Start of MATERIAL PROVIDED

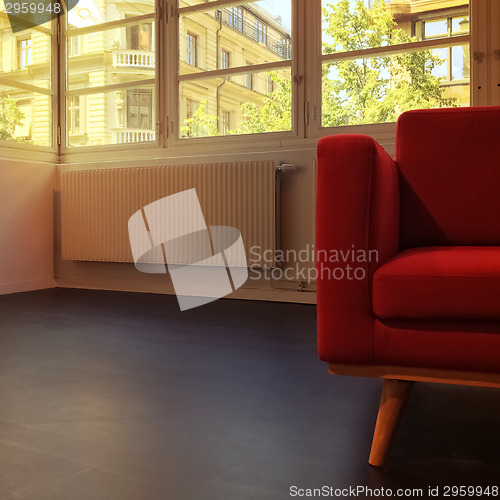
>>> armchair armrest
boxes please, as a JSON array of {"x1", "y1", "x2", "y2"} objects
[{"x1": 316, "y1": 134, "x2": 399, "y2": 364}]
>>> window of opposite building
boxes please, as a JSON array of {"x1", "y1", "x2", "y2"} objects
[
  {"x1": 178, "y1": 0, "x2": 294, "y2": 140},
  {"x1": 0, "y1": 0, "x2": 480, "y2": 154},
  {"x1": 220, "y1": 49, "x2": 231, "y2": 69},
  {"x1": 17, "y1": 35, "x2": 31, "y2": 69},
  {"x1": 62, "y1": 0, "x2": 158, "y2": 150},
  {"x1": 186, "y1": 33, "x2": 198, "y2": 66}
]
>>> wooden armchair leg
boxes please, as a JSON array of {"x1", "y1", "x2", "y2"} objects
[{"x1": 368, "y1": 379, "x2": 414, "y2": 467}]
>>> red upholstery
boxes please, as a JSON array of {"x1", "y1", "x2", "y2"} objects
[
  {"x1": 316, "y1": 134, "x2": 399, "y2": 363},
  {"x1": 316, "y1": 107, "x2": 500, "y2": 372},
  {"x1": 396, "y1": 107, "x2": 500, "y2": 248},
  {"x1": 373, "y1": 247, "x2": 500, "y2": 321}
]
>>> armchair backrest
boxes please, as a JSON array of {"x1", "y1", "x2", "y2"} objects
[{"x1": 396, "y1": 106, "x2": 500, "y2": 248}]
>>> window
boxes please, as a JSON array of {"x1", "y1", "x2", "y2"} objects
[
  {"x1": 267, "y1": 75, "x2": 274, "y2": 94},
  {"x1": 255, "y1": 19, "x2": 267, "y2": 45},
  {"x1": 67, "y1": 36, "x2": 80, "y2": 57},
  {"x1": 229, "y1": 7, "x2": 243, "y2": 31},
  {"x1": 417, "y1": 15, "x2": 470, "y2": 86},
  {"x1": 0, "y1": 0, "x2": 488, "y2": 155},
  {"x1": 245, "y1": 61, "x2": 253, "y2": 90},
  {"x1": 0, "y1": 2, "x2": 52, "y2": 151},
  {"x1": 220, "y1": 50, "x2": 230, "y2": 69},
  {"x1": 186, "y1": 33, "x2": 198, "y2": 66},
  {"x1": 61, "y1": 0, "x2": 158, "y2": 149},
  {"x1": 221, "y1": 110, "x2": 231, "y2": 135},
  {"x1": 321, "y1": 0, "x2": 470, "y2": 127},
  {"x1": 127, "y1": 90, "x2": 153, "y2": 130},
  {"x1": 68, "y1": 96, "x2": 80, "y2": 135},
  {"x1": 17, "y1": 35, "x2": 31, "y2": 69},
  {"x1": 177, "y1": 0, "x2": 293, "y2": 139},
  {"x1": 126, "y1": 23, "x2": 153, "y2": 51}
]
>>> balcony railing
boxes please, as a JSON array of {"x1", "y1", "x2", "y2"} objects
[
  {"x1": 113, "y1": 128, "x2": 156, "y2": 144},
  {"x1": 113, "y1": 49, "x2": 155, "y2": 69},
  {"x1": 216, "y1": 9, "x2": 292, "y2": 59}
]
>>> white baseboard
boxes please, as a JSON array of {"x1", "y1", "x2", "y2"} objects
[
  {"x1": 56, "y1": 278, "x2": 316, "y2": 304},
  {"x1": 0, "y1": 276, "x2": 56, "y2": 295}
]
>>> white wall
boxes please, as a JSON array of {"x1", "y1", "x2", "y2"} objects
[{"x1": 0, "y1": 157, "x2": 55, "y2": 294}]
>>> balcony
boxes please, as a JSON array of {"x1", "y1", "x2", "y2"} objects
[
  {"x1": 216, "y1": 8, "x2": 292, "y2": 59},
  {"x1": 113, "y1": 49, "x2": 155, "y2": 70},
  {"x1": 113, "y1": 128, "x2": 156, "y2": 144}
]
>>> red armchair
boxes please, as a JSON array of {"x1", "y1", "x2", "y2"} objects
[{"x1": 316, "y1": 107, "x2": 500, "y2": 465}]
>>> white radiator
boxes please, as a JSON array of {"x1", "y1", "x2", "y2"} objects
[{"x1": 61, "y1": 161, "x2": 277, "y2": 267}]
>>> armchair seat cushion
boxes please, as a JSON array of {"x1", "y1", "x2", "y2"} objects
[{"x1": 372, "y1": 246, "x2": 500, "y2": 321}]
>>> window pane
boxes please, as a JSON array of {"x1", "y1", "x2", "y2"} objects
[
  {"x1": 451, "y1": 45, "x2": 470, "y2": 80},
  {"x1": 322, "y1": 49, "x2": 469, "y2": 127},
  {"x1": 66, "y1": 86, "x2": 156, "y2": 147},
  {"x1": 68, "y1": 0, "x2": 155, "y2": 31},
  {"x1": 424, "y1": 19, "x2": 448, "y2": 38},
  {"x1": 67, "y1": 20, "x2": 155, "y2": 89},
  {"x1": 0, "y1": 85, "x2": 52, "y2": 146},
  {"x1": 179, "y1": 68, "x2": 292, "y2": 137},
  {"x1": 179, "y1": 0, "x2": 292, "y2": 74},
  {"x1": 451, "y1": 16, "x2": 470, "y2": 35},
  {"x1": 321, "y1": 0, "x2": 469, "y2": 54},
  {"x1": 0, "y1": 24, "x2": 52, "y2": 88}
]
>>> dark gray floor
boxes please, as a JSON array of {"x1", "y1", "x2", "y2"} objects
[{"x1": 0, "y1": 289, "x2": 500, "y2": 500}]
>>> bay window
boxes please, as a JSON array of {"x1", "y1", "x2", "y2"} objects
[{"x1": 0, "y1": 0, "x2": 500, "y2": 155}]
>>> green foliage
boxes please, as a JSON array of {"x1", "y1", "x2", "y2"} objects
[
  {"x1": 322, "y1": 0, "x2": 456, "y2": 126},
  {"x1": 235, "y1": 71, "x2": 292, "y2": 134},
  {"x1": 0, "y1": 96, "x2": 24, "y2": 142},
  {"x1": 181, "y1": 0, "x2": 456, "y2": 137},
  {"x1": 181, "y1": 101, "x2": 219, "y2": 137}
]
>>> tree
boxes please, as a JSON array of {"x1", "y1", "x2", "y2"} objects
[
  {"x1": 181, "y1": 101, "x2": 219, "y2": 137},
  {"x1": 241, "y1": 0, "x2": 456, "y2": 133},
  {"x1": 0, "y1": 96, "x2": 24, "y2": 141},
  {"x1": 322, "y1": 0, "x2": 456, "y2": 126}
]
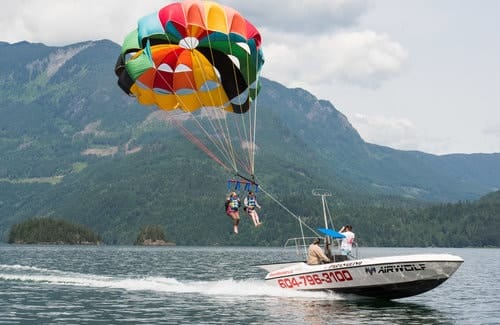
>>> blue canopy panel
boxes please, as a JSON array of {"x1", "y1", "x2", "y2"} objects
[{"x1": 318, "y1": 228, "x2": 345, "y2": 238}]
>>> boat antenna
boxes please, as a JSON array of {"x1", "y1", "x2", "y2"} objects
[{"x1": 312, "y1": 188, "x2": 332, "y2": 246}]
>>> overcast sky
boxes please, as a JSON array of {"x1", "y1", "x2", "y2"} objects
[{"x1": 0, "y1": 0, "x2": 500, "y2": 154}]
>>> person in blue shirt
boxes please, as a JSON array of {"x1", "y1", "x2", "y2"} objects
[
  {"x1": 243, "y1": 191, "x2": 262, "y2": 227},
  {"x1": 225, "y1": 192, "x2": 241, "y2": 234}
]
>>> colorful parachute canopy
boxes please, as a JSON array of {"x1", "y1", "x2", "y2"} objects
[{"x1": 115, "y1": 0, "x2": 264, "y2": 113}]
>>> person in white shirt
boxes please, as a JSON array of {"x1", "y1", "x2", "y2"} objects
[
  {"x1": 307, "y1": 238, "x2": 330, "y2": 265},
  {"x1": 243, "y1": 191, "x2": 262, "y2": 227}
]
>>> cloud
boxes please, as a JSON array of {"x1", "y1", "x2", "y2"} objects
[
  {"x1": 350, "y1": 113, "x2": 452, "y2": 154},
  {"x1": 224, "y1": 0, "x2": 370, "y2": 33},
  {"x1": 482, "y1": 123, "x2": 500, "y2": 138},
  {"x1": 263, "y1": 30, "x2": 408, "y2": 89},
  {"x1": 0, "y1": 0, "x2": 165, "y2": 45}
]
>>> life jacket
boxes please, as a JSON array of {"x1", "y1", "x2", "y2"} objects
[
  {"x1": 229, "y1": 197, "x2": 240, "y2": 211},
  {"x1": 247, "y1": 196, "x2": 257, "y2": 208}
]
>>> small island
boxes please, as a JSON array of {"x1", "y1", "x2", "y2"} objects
[
  {"x1": 9, "y1": 217, "x2": 101, "y2": 245},
  {"x1": 134, "y1": 225, "x2": 175, "y2": 246}
]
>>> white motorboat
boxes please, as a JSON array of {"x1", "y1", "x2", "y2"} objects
[{"x1": 257, "y1": 192, "x2": 464, "y2": 299}]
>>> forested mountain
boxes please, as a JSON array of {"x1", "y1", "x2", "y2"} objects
[{"x1": 0, "y1": 41, "x2": 500, "y2": 245}]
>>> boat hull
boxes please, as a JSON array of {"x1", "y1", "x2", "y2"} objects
[{"x1": 260, "y1": 254, "x2": 463, "y2": 299}]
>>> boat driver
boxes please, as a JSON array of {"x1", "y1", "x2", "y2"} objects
[{"x1": 307, "y1": 238, "x2": 330, "y2": 265}]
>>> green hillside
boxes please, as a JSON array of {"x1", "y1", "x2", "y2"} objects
[{"x1": 0, "y1": 41, "x2": 500, "y2": 246}]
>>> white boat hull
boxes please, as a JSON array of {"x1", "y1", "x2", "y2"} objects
[{"x1": 259, "y1": 254, "x2": 463, "y2": 299}]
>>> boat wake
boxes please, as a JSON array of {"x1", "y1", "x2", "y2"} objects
[{"x1": 0, "y1": 264, "x2": 343, "y2": 300}]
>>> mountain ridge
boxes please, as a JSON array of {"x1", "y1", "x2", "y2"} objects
[{"x1": 0, "y1": 40, "x2": 500, "y2": 244}]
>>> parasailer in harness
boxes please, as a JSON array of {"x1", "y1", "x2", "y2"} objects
[
  {"x1": 243, "y1": 191, "x2": 262, "y2": 227},
  {"x1": 225, "y1": 192, "x2": 241, "y2": 234}
]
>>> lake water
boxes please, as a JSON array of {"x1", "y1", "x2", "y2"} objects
[{"x1": 0, "y1": 245, "x2": 500, "y2": 325}]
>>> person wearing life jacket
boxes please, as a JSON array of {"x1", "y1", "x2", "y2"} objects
[
  {"x1": 307, "y1": 238, "x2": 330, "y2": 265},
  {"x1": 225, "y1": 192, "x2": 241, "y2": 234},
  {"x1": 243, "y1": 191, "x2": 262, "y2": 227}
]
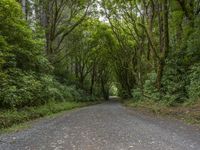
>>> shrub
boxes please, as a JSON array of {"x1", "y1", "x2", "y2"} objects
[{"x1": 187, "y1": 63, "x2": 200, "y2": 101}]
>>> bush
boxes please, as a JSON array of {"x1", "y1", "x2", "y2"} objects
[
  {"x1": 144, "y1": 72, "x2": 160, "y2": 100},
  {"x1": 132, "y1": 88, "x2": 144, "y2": 101},
  {"x1": 187, "y1": 63, "x2": 200, "y2": 101}
]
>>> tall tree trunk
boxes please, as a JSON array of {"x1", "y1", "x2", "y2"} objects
[{"x1": 157, "y1": 0, "x2": 169, "y2": 92}]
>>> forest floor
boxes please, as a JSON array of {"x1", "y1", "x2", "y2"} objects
[{"x1": 0, "y1": 101, "x2": 200, "y2": 150}]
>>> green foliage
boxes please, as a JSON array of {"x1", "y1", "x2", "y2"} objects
[
  {"x1": 187, "y1": 63, "x2": 200, "y2": 101},
  {"x1": 0, "y1": 102, "x2": 88, "y2": 129},
  {"x1": 144, "y1": 72, "x2": 160, "y2": 100},
  {"x1": 132, "y1": 88, "x2": 144, "y2": 101}
]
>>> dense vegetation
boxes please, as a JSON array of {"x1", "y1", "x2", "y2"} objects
[{"x1": 0, "y1": 0, "x2": 200, "y2": 126}]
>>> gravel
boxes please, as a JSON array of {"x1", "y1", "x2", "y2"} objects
[{"x1": 0, "y1": 102, "x2": 200, "y2": 150}]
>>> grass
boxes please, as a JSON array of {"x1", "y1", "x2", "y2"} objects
[
  {"x1": 0, "y1": 102, "x2": 98, "y2": 132},
  {"x1": 123, "y1": 100, "x2": 200, "y2": 126}
]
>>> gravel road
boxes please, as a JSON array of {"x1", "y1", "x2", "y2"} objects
[{"x1": 0, "y1": 102, "x2": 200, "y2": 150}]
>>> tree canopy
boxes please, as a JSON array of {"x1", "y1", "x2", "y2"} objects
[{"x1": 0, "y1": 0, "x2": 200, "y2": 108}]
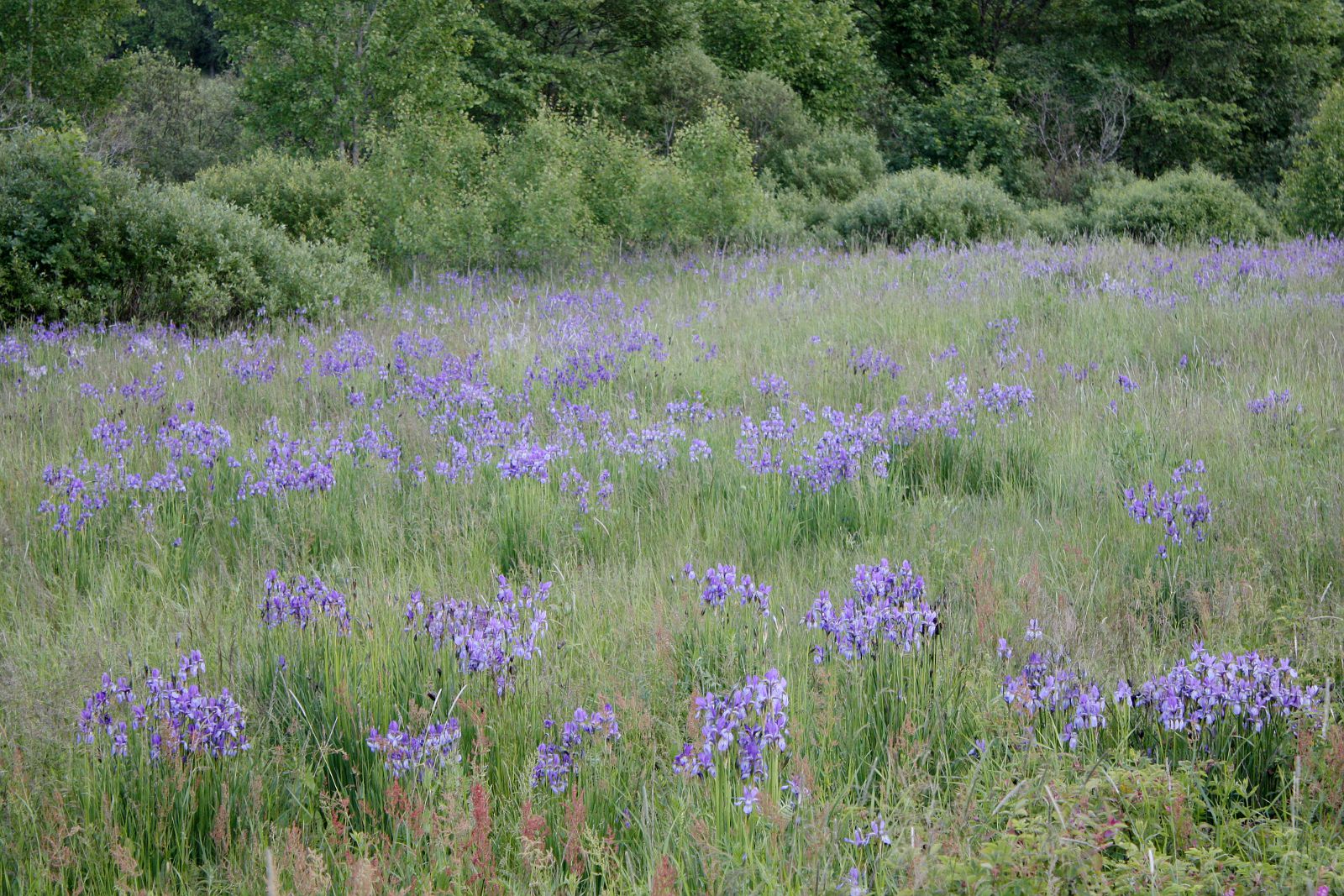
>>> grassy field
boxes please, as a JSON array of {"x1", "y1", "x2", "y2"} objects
[{"x1": 0, "y1": 242, "x2": 1344, "y2": 896}]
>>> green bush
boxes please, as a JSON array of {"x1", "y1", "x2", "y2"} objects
[
  {"x1": 192, "y1": 149, "x2": 370, "y2": 251},
  {"x1": 359, "y1": 116, "x2": 495, "y2": 267},
  {"x1": 833, "y1": 168, "x2": 1026, "y2": 244},
  {"x1": 0, "y1": 130, "x2": 378, "y2": 327},
  {"x1": 871, "y1": 58, "x2": 1037, "y2": 195},
  {"x1": 780, "y1": 129, "x2": 885, "y2": 202},
  {"x1": 723, "y1": 71, "x2": 817, "y2": 170},
  {"x1": 1089, "y1": 168, "x2": 1275, "y2": 244},
  {"x1": 655, "y1": 107, "x2": 770, "y2": 244},
  {"x1": 1026, "y1": 203, "x2": 1087, "y2": 242},
  {"x1": 1281, "y1": 83, "x2": 1344, "y2": 237},
  {"x1": 192, "y1": 106, "x2": 774, "y2": 269},
  {"x1": 89, "y1": 51, "x2": 244, "y2": 183},
  {"x1": 486, "y1": 109, "x2": 606, "y2": 265}
]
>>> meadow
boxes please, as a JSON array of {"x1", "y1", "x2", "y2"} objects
[{"x1": 0, "y1": 240, "x2": 1344, "y2": 896}]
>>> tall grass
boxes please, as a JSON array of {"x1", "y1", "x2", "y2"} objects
[{"x1": 0, "y1": 242, "x2": 1344, "y2": 893}]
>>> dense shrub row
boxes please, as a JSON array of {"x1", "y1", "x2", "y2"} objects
[
  {"x1": 0, "y1": 130, "x2": 379, "y2": 325},
  {"x1": 195, "y1": 109, "x2": 771, "y2": 267},
  {"x1": 10, "y1": 86, "x2": 1344, "y2": 332}
]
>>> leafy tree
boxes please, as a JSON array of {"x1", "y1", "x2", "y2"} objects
[
  {"x1": 876, "y1": 59, "x2": 1026, "y2": 190},
  {"x1": 1026, "y1": 0, "x2": 1341, "y2": 183},
  {"x1": 627, "y1": 42, "x2": 723, "y2": 152},
  {"x1": 723, "y1": 71, "x2": 817, "y2": 170},
  {"x1": 466, "y1": 0, "x2": 695, "y2": 128},
  {"x1": 90, "y1": 50, "x2": 244, "y2": 183},
  {"x1": 701, "y1": 0, "x2": 878, "y2": 119},
  {"x1": 125, "y1": 0, "x2": 228, "y2": 76},
  {"x1": 1282, "y1": 83, "x2": 1344, "y2": 235},
  {"x1": 0, "y1": 0, "x2": 136, "y2": 123},
  {"x1": 210, "y1": 0, "x2": 473, "y2": 164}
]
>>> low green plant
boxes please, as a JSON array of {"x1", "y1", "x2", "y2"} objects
[
  {"x1": 833, "y1": 168, "x2": 1026, "y2": 244},
  {"x1": 1089, "y1": 166, "x2": 1278, "y2": 244},
  {"x1": 0, "y1": 130, "x2": 379, "y2": 327}
]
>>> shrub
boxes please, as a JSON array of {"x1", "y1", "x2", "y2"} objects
[
  {"x1": 874, "y1": 59, "x2": 1037, "y2": 195},
  {"x1": 833, "y1": 168, "x2": 1024, "y2": 244},
  {"x1": 723, "y1": 71, "x2": 817, "y2": 170},
  {"x1": 359, "y1": 116, "x2": 495, "y2": 267},
  {"x1": 0, "y1": 130, "x2": 378, "y2": 327},
  {"x1": 637, "y1": 42, "x2": 723, "y2": 150},
  {"x1": 486, "y1": 109, "x2": 605, "y2": 265},
  {"x1": 780, "y1": 129, "x2": 885, "y2": 202},
  {"x1": 1282, "y1": 83, "x2": 1344, "y2": 237},
  {"x1": 90, "y1": 51, "x2": 244, "y2": 183},
  {"x1": 1026, "y1": 203, "x2": 1087, "y2": 242},
  {"x1": 192, "y1": 149, "x2": 370, "y2": 251},
  {"x1": 1090, "y1": 168, "x2": 1275, "y2": 244},
  {"x1": 655, "y1": 107, "x2": 769, "y2": 244}
]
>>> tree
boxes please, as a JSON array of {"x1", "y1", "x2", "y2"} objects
[
  {"x1": 701, "y1": 0, "x2": 878, "y2": 119},
  {"x1": 468, "y1": 0, "x2": 695, "y2": 128},
  {"x1": 1282, "y1": 83, "x2": 1344, "y2": 237},
  {"x1": 210, "y1": 0, "x2": 475, "y2": 164},
  {"x1": 1021, "y1": 0, "x2": 1341, "y2": 183},
  {"x1": 89, "y1": 50, "x2": 244, "y2": 183},
  {"x1": 126, "y1": 0, "x2": 228, "y2": 76},
  {"x1": 0, "y1": 0, "x2": 136, "y2": 123}
]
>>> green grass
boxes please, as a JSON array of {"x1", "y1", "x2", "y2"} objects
[{"x1": 0, "y1": 242, "x2": 1344, "y2": 893}]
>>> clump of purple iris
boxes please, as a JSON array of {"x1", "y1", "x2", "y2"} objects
[
  {"x1": 849, "y1": 345, "x2": 906, "y2": 380},
  {"x1": 260, "y1": 569, "x2": 349, "y2": 632},
  {"x1": 1246, "y1": 390, "x2": 1302, "y2": 422},
  {"x1": 690, "y1": 563, "x2": 770, "y2": 619},
  {"x1": 533, "y1": 704, "x2": 621, "y2": 794},
  {"x1": 1116, "y1": 642, "x2": 1317, "y2": 737},
  {"x1": 802, "y1": 558, "x2": 938, "y2": 663},
  {"x1": 1000, "y1": 634, "x2": 1106, "y2": 750},
  {"x1": 672, "y1": 669, "x2": 789, "y2": 815},
  {"x1": 979, "y1": 383, "x2": 1037, "y2": 423},
  {"x1": 844, "y1": 815, "x2": 891, "y2": 846},
  {"x1": 406, "y1": 575, "x2": 551, "y2": 696},
  {"x1": 76, "y1": 650, "x2": 251, "y2": 762},
  {"x1": 1125, "y1": 459, "x2": 1214, "y2": 558},
  {"x1": 751, "y1": 374, "x2": 793, "y2": 401},
  {"x1": 365, "y1": 719, "x2": 462, "y2": 780}
]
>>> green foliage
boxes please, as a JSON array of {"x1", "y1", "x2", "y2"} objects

End of MATERIAL PROVIDED

STATED GOAL
Find every line in the material above that contains the string "tree", and copy each such line. Case counts.

CORRECT RESULT
>>> tree
>>> tall tree trunk
>>> tree canopy
>>> leafy tree
>>> tree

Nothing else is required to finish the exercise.